In view of increasing mechanical strength, the graphite sheet preferably has a number of layers that is not smaller than 11 layers. The graphite sheet may include a part constructed of a single layer and another part constructed of a plurality of layers.
The above describes the constructions of the fixing devices 20A, 20B, 20C, 20D, 20E, 20F, 20G, 20H, 20I, 20J, 20K, 20L, 20M, 20N, 20P, and 173 and the image forming apparatus 100A to which the technology of the present disclosure applied to the fixing device 20 and the image forming apparatus 100 is also applied. The fixing devices 20A, 20B, 20C, 20D, 20E, 20F, 20G, 20H, 20I, 20J, 20K, 20L, 20M, 20N, 20P, and 173 and the image forming apparatus 100A that are applied with the technology of the present disclosure achieve advantages similar to the advantages achieved by the fixing device 20 and the image forming apparatus 100 according to the embodiments of the present disclosure. For example, each of the fixing devices 20, 20A, 20B, 20C, 20D, 20E, 20F, 20G, 20H, 20I, 20J, 20K, 20L, 20M, 20N, 20P, and 173 that is applied with the technology of the present disclosure decreases the size, the weight, and the manufacturing costs while ensuring the rigidity and the mechanical strength of an entirety of each of the fixing devices 20, 20A, 20B, 20C, 20D, 20E, 20F, 20G, 20H, 20I, 20J, 20K, 20L, 20M, 20N, 20P, and 173.
Application of the technology of the present disclosure is not limited to the fixing devices 20, 20A, 20B, 20C, 20D, 20E, 20F, 20G, 20H, 20I, 20J, 20K, 20L, 20M, 20N, 20P, and 173 installed in the image forming apparatus 100 or 100A that forms an image by electrophotography as described above. For example, the technology of the present disclosure is also applied to a heating device installed in an image forming apparatus employing an inkjet method. The heating device is a dryer, a laminator, a heat sealer, or the like. The dryer dries liquid such as ink applied onto a sheet. The laminator bonds a coating member such as film onto a surface of a sheet by thermocompression. The heat sealer bonds sealing portions of a packaging material by thermocompression.

§ **RECORDS PROVIDED**:
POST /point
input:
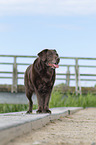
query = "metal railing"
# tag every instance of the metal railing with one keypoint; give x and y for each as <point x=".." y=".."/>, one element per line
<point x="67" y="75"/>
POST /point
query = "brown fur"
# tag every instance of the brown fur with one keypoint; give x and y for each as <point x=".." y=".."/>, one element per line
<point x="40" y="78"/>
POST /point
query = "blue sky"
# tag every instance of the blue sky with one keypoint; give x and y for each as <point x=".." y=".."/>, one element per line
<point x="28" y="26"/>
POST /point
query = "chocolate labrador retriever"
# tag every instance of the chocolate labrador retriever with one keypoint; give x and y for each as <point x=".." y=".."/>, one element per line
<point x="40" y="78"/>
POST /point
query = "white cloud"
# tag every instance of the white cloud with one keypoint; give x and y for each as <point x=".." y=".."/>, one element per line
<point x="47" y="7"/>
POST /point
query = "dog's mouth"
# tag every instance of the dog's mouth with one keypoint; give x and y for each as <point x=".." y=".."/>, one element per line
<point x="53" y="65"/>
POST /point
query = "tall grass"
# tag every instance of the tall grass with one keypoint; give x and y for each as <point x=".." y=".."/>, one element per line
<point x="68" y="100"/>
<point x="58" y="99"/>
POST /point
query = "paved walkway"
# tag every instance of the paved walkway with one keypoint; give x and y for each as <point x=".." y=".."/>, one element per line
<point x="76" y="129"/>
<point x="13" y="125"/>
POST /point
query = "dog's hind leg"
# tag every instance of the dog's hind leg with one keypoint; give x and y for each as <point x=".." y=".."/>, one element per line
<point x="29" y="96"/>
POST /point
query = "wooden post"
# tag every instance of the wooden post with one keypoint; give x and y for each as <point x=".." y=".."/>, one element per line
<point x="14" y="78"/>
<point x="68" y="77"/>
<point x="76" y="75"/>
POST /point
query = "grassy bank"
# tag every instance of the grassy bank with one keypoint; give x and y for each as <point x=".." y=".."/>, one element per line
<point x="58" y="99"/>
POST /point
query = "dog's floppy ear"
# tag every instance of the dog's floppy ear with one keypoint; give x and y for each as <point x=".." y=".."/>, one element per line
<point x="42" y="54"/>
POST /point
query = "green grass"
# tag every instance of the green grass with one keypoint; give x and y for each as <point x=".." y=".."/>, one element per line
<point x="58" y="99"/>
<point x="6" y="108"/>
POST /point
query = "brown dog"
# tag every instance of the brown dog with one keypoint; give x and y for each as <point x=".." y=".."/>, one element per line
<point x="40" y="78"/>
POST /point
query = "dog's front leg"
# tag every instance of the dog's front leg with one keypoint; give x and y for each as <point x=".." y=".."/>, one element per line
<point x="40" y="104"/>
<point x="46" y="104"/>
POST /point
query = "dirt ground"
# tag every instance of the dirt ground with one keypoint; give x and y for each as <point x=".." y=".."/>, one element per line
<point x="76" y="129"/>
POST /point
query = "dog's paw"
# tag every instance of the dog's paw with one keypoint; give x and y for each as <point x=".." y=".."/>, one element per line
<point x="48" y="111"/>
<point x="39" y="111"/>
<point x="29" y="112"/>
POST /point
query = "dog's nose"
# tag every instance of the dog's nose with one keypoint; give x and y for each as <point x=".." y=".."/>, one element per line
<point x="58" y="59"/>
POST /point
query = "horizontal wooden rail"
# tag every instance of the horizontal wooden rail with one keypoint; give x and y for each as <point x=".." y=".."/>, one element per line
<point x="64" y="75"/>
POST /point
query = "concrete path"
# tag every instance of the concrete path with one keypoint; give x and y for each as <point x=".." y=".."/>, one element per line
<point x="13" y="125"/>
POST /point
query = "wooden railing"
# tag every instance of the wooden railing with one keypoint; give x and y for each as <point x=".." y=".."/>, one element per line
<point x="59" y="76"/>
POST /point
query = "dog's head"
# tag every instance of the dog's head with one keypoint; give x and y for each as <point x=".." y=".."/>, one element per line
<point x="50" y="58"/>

---

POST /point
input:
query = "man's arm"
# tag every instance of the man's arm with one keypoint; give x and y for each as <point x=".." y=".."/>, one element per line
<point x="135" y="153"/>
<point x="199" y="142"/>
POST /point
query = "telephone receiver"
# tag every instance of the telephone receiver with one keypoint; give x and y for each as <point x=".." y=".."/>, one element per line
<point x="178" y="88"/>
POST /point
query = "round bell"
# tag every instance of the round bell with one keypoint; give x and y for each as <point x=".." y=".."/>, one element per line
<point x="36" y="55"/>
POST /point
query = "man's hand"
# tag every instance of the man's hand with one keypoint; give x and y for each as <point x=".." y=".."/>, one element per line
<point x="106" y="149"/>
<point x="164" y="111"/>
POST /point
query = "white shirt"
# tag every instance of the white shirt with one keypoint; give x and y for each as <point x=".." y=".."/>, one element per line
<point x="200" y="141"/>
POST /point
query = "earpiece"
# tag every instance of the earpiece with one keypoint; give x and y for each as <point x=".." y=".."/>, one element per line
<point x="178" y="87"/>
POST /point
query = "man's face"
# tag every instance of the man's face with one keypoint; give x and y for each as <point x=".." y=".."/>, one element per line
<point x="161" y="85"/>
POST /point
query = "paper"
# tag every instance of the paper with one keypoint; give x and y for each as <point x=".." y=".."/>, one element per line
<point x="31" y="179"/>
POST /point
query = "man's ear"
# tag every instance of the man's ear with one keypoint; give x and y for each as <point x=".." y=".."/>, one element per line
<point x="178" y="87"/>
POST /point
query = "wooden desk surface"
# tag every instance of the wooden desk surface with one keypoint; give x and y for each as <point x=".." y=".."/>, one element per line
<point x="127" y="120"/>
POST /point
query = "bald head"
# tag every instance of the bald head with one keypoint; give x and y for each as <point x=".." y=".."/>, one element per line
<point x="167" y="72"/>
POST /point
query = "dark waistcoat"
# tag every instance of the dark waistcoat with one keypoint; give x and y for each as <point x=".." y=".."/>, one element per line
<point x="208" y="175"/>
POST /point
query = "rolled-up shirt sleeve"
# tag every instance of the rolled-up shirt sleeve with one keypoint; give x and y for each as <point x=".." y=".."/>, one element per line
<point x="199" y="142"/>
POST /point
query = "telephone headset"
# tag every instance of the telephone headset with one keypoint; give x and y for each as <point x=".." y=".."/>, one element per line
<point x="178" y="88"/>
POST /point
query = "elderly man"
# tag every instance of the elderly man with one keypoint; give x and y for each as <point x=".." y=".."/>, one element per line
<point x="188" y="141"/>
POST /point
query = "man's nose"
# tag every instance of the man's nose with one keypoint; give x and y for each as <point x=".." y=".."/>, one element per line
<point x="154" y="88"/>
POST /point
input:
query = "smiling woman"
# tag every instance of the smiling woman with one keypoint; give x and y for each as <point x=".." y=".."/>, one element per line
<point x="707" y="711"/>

§ **EXERCISES**:
**a)** According to the passage on fixing devices, what does the laminator do?
**b)** Carry on the passage on fixing devices from its last sentence.
The entries are not needed for anything here.

§ **SOLVED PROBLEMS**:
**a)** It bonds a coating member such as film onto a surface of a sheet by thermocompression.

**b)**
With the embodiments of the present disclosure described above, the technology of the present disclosure encompasses at least a heating device, a fixing device, and an image forming apparatus that have configurations below.
A description is provided of a first configuration of the heating device (e.g., the fixing devices 20, 20A, 20B, 20C, 20D, 20E, 20F, 20G, 20H, 20I, 20J, 20K, 20L, 20M, 20N, 20P, and 173).
The heating device includes a pair of rotators, that is, a first rotator (e.g., the fixing belt 21 and the belt 162) and a second rotator (e.g., the pressure rollers 22 and 152 and the roller 163), a heater (e.g., the heaters 23, 23A, 23B, 23C, and 23D), a pair of support frames, that is, a first support frame (e.g., the support frame 30) and a second support frame (e.g., the support frame 30), and a coupling frame (e.g., the coupling frame 31).
The second rotator contacts the first rotator to form a nip (e.g., the fixing nips N and N2) between the first rotator and the second rotator. The heater heats at least one of the first rotator or the second rotator. The first support frame supports one lateral end of the first rotator and the second rotator in a longitudinal direction (e.g., the longitudinal direction X) thereof. The second support frame supports another lateral end of the first rotator and the second rotator in the longitudinal direction thereof. The coupling frame does not contact at least one of a first end (e.g., one end) and a second end (e.g., another end) of each of the first support frame and the second support frame in an orthogonal direction (e.g., the first orthogonal direction Y) that is perpendicular to the longitudinal direction of the first rotator and the second rotator. The first end and the second end of each of the first support frame and the second support frame are disposed outboard from the first rotator and the second rotator in the orthogonal direction. For example, the first end is disposed opposite the second end via the first rotator and the second rotator. The coupling frame couples the first support frame with the second support frame. Each of the first support frame and the second support frame includes an attachment portion (e.g., the attachment portion 30c) that is attached to a body frame (e.g., the body frame 60) of an image forming apparatus (e.g., the image forming apparatuses 100 and 100A).
A description is provided of a second configuration of the heating device.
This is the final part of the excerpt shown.